=== Required work ===
Count the lines in the records below that contain the word "geometry". Reply with the number alone.

=== Extracted records ===

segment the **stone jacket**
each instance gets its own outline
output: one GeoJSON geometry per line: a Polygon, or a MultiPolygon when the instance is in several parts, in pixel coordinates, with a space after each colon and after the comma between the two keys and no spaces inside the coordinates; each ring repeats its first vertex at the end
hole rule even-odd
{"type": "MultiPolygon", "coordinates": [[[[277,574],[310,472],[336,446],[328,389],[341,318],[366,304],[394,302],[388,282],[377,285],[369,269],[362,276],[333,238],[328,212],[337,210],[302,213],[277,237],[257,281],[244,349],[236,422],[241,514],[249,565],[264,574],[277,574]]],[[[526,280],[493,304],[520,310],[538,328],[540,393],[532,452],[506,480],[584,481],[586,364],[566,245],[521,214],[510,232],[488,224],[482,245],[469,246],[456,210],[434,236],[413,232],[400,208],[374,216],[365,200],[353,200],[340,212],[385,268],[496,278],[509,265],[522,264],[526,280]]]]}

=== Result ===
1